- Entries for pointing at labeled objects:
## begin
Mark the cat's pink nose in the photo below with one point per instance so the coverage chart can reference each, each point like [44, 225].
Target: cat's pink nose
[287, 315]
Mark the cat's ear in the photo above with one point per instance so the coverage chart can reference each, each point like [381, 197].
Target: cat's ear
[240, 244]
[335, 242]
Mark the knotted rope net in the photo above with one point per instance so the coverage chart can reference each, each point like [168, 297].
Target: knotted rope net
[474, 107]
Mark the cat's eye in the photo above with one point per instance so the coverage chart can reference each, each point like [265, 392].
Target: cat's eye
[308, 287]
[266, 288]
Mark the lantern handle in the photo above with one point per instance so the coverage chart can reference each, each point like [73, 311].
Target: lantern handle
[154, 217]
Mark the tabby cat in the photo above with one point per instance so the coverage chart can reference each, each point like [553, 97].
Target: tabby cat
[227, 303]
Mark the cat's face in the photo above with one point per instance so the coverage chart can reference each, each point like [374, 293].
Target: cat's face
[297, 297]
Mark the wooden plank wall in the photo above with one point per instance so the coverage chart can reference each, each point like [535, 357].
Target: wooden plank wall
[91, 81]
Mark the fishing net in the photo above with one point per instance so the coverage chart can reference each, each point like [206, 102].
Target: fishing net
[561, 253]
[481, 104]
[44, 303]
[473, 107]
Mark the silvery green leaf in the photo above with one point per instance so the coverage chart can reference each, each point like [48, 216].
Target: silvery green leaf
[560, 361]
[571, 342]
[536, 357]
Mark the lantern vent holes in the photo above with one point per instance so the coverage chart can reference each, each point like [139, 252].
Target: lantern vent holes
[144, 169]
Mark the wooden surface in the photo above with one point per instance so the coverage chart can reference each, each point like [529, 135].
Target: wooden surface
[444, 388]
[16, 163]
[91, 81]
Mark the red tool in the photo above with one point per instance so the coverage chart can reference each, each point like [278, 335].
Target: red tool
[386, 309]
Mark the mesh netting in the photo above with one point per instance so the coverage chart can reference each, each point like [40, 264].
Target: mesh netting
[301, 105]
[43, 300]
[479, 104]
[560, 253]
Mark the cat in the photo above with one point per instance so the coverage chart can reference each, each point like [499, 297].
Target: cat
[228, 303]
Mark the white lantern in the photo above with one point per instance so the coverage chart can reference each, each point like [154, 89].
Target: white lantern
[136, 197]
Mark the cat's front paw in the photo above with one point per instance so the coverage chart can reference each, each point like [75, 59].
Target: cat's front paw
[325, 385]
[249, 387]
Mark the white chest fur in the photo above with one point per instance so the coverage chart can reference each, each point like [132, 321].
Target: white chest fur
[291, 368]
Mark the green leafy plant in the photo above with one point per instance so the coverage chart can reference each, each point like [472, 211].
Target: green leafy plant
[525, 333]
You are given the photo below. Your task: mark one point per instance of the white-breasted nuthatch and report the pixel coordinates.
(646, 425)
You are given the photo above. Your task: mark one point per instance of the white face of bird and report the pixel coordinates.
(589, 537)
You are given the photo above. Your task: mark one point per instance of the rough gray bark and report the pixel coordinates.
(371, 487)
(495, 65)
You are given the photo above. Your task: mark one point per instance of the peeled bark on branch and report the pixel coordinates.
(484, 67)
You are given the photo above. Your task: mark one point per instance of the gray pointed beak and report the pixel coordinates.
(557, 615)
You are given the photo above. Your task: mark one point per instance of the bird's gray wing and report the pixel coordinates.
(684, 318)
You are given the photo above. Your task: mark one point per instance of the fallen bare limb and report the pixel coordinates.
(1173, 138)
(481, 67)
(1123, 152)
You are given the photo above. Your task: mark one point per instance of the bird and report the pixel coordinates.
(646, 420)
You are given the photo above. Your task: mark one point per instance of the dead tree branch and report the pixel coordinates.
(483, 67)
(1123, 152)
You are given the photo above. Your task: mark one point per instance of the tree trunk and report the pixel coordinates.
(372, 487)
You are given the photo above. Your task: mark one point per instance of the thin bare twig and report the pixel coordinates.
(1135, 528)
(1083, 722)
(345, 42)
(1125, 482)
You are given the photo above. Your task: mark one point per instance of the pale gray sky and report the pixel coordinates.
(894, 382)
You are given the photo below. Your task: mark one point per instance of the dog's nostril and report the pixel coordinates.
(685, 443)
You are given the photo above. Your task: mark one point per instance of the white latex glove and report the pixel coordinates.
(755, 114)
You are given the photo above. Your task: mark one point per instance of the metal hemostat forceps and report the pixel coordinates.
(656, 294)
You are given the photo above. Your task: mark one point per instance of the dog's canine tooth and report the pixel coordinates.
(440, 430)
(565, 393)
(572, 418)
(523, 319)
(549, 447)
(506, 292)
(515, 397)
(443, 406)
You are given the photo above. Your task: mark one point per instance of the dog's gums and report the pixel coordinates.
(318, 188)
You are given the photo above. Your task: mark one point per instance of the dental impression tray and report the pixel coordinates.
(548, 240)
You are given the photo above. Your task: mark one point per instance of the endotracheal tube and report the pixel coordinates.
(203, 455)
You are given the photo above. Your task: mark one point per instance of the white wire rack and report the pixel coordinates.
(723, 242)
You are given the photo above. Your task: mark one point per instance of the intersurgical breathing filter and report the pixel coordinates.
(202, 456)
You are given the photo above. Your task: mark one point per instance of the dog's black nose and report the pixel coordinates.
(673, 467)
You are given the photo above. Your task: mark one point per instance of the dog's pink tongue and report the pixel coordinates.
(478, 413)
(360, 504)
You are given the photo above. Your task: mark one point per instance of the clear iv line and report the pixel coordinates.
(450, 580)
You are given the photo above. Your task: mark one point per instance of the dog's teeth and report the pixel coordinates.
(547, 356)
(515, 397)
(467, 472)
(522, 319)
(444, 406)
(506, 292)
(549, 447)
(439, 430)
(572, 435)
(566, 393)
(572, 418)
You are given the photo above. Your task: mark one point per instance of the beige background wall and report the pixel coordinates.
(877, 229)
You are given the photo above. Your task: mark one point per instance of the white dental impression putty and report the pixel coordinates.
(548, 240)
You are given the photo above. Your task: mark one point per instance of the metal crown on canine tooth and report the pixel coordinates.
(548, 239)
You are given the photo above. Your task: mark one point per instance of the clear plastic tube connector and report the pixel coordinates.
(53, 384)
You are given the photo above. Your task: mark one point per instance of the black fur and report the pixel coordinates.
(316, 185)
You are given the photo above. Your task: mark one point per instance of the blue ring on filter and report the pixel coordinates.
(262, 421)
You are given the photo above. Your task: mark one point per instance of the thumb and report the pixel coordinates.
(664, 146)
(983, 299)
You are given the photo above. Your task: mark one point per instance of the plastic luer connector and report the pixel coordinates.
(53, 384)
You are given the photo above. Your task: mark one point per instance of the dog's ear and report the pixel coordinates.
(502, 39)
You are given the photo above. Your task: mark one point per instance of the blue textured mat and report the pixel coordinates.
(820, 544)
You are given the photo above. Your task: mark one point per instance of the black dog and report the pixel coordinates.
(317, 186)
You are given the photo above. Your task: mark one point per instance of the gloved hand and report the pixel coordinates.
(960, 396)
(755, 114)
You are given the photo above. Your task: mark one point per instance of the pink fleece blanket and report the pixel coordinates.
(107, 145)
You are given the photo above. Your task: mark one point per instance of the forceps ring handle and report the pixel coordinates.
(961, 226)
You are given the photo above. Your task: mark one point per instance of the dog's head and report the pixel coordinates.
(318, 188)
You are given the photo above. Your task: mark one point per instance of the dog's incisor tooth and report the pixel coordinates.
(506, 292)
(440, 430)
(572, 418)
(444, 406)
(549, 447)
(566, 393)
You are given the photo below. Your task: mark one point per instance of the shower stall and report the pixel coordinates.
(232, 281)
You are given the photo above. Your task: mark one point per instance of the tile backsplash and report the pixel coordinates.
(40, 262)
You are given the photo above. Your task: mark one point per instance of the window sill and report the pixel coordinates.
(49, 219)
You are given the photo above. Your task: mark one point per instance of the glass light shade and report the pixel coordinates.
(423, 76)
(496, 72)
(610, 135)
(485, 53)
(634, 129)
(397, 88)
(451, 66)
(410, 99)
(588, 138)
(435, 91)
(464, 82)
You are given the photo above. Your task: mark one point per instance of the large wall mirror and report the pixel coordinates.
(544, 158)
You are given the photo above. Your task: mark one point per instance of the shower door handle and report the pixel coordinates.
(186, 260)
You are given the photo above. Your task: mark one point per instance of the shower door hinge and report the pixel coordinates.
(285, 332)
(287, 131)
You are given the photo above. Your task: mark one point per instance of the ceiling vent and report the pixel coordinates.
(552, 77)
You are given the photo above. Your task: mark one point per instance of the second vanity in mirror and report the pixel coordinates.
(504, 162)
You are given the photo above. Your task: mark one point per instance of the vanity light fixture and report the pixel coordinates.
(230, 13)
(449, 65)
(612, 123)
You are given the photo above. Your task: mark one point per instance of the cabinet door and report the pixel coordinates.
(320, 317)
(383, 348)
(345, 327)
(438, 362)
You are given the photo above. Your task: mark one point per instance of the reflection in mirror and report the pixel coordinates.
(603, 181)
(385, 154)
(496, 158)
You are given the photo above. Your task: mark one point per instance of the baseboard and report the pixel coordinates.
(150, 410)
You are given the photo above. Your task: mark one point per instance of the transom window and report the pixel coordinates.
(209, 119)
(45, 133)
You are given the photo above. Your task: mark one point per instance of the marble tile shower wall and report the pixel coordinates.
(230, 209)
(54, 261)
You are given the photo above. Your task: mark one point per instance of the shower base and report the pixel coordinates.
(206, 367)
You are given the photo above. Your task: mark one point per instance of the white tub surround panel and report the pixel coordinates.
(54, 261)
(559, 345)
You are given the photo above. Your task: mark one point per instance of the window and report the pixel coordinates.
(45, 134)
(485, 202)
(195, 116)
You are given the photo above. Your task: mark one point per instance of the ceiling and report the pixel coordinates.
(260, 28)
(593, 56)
## end
- Request: From the line holding "panel and report the pixel coordinates." through the end of the entries, both included, swap "mark one point per instance" for "place a single point on each instance" and write those lines out again with everything else unchanged.

- Written answer:
You are given the photo above. Your task: place a single point on each instance of the white tub surround panel and report the pixel coordinates.
(54, 261)
(559, 345)
You are given the photo above. Your task: place a single point on each instance of the window and report the pixel coordinates.
(45, 134)
(485, 202)
(195, 116)
You are given the photo above. Your task: place a single point on each instance of the ceiling and report the pixel coordinates.
(260, 28)
(593, 56)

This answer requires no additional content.